TASK TO CARRY OUT:
What is needed is an exact copy of all the records below.

╭─ DATA SHOWN

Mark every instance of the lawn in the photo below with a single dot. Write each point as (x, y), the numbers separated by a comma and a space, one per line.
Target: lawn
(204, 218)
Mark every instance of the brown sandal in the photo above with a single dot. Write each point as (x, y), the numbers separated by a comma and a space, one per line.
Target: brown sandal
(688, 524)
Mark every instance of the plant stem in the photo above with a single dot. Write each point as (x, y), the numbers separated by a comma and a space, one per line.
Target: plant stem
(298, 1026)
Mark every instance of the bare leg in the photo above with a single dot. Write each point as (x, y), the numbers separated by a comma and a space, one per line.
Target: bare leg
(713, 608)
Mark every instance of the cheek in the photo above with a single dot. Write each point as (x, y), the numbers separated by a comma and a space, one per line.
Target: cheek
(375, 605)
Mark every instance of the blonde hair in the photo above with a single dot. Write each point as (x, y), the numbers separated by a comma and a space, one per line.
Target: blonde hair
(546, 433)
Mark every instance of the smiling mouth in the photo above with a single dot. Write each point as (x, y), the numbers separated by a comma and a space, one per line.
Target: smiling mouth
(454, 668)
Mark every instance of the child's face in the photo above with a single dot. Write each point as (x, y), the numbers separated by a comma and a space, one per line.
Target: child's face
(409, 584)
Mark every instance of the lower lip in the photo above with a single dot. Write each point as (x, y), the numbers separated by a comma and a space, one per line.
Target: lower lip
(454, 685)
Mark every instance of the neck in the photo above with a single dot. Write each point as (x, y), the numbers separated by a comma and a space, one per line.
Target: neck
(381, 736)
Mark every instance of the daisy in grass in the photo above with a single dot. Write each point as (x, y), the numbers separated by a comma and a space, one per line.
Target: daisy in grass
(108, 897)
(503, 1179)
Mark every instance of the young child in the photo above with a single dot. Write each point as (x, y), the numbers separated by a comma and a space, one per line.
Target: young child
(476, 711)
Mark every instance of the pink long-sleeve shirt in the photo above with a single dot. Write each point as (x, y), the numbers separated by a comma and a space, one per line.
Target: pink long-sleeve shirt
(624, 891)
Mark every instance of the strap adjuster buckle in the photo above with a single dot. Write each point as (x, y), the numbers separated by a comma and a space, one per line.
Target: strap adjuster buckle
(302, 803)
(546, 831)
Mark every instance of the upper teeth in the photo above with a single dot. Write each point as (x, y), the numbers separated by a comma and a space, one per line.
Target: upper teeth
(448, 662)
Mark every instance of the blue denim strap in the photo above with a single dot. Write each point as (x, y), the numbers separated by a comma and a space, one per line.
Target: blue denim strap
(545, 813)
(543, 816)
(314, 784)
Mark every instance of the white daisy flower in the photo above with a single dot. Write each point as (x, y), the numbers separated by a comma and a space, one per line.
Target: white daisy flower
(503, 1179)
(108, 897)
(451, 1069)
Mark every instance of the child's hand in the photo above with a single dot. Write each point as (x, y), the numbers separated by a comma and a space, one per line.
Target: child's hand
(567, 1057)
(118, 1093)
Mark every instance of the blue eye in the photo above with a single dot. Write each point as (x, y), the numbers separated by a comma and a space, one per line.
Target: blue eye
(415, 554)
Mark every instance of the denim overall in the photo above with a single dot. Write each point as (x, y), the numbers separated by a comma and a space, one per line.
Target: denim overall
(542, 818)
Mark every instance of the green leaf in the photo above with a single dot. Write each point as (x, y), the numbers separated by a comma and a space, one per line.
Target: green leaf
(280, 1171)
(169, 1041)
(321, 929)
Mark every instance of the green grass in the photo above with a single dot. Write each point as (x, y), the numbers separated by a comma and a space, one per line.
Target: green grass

╰─

OUTPUT FOR THIS TASK:
Mark every instance of the lawn in the photo below with a single dot. Write each point as (x, y), the numbers separated by a comma and a space, one per line.
Target: lawn
(204, 218)
Mark every instance of the brown sandal in the photo above with a single dot. Write each point as (x, y), the numbers separated by a comma and a space, one per line.
Target: brown sandal
(688, 524)
Mark every instance of the plant stem in the photo above with a single dot. Write each point as (x, y), the numbers separated by a comma and a space, one per line.
Target: plant stem
(298, 1026)
Mark every instance of the bare leg in the photo above with a single dot. Write each point as (x, y), the numbers separated by a comma and a space, one per line.
Target: bare leg
(713, 608)
Mark every instance of the cheek in the photo above with a single dot. Write each point as (x, y), the numbers separated by a comma and a space, one per line.
Target: cheek
(375, 605)
Mark every instance of the blonde hair in the photo above with a single dot. Write each point as (x, y), the numbers separated by a comma and a space, one per line.
Target: blonde hair
(546, 433)
Mark every instance of the smiling mouth in the photo above with a single dot. Write each point as (x, y), the numbers separated by a comma and a space, one per line.
Target: smiling mouth
(454, 668)
Mark every instance of the child's face in the photo above with a single dot. Write each point as (x, y), the numbers separated by a comma and a space, one per line.
Target: child's face
(409, 584)
Mark every instance of the lower lip in the photo above with a single dot. Write each point as (x, y), the numbers separated by a comma and a space, one per line.
Target: lower lip
(454, 685)
Mark every instance of the neck in the photo above with a single dot. Write each point as (x, y), the numbers separated by a comma and a space, one per line.
Target: neck
(381, 736)
Mark every instance of the daisy in grass in the photo above with a single dot. Write each point as (x, y), the numbers separated by a comma and a space, one per line.
Target: daisy in grass
(108, 897)
(503, 1179)
Mark every instance of the young child in the photo above with a single dot. Write each point as (x, y), the numbers separated by a comma and a space, one per line.
Target: young child
(476, 711)
Mark every instance of the pink long-sleeve shirt in the photo above with a single dot. Write each point as (x, y), the numbers separated by a comma and a space, one per line.
Target: pink long-sleeve shirt
(624, 891)
Mark every instance of the strap adjuster buckle in the photo above with a single dot. Write each point as (x, y), the numbers separated by a comma and a space, one per line.
Target: strap adjuster buckle
(302, 803)
(546, 831)
Mark every instance of the upper teeth in the photo above with a single dot. Write each point as (x, y), the numbers separated by a comma and a space, one per line.
Target: upper teeth
(448, 662)
Mark every instance of the blue denim strap in the photo above with a single dot. Write each point as (x, y), the numbers separated by a comma and a space, one per line.
Target: blue denim strap
(545, 813)
(543, 816)
(314, 784)
Mark every instance of the white daisy flower in the photo above with a single dot. Write each point as (x, y), the numbers separated by a comma and a space, one per line.
Target: white daisy flower
(503, 1179)
(108, 897)
(451, 1069)
Mark every instance of the child's hand in the photo above with a single dot. Write each point as (x, y), the numbers separated by a comma and a space, one per line.
Target: child's hand
(567, 1057)
(118, 1093)
Mark every instance of the blue eye in the photo above with a single dot. Write each point as (x, y), the numbers separated by a comma and a space, one per line.
Target: blue eye
(415, 554)
Mark every instance of the denim overall in the photo above with a single dot. Write each point as (x, y), the numbers separated by a comma and a space, one per line.
Target: denim overall
(542, 818)
Mark every instance of the green leaf in the photo above with a single dot. Write each point as (x, y), the numbers separated by a comma and a space, one per line.
Target: green leaf
(280, 1171)
(169, 1041)
(321, 929)
Mark every instance of the green grass in the photo above with a single dot. Write each point as (x, y), the numbers separated by a comma and a space, one per line.
Target: green grass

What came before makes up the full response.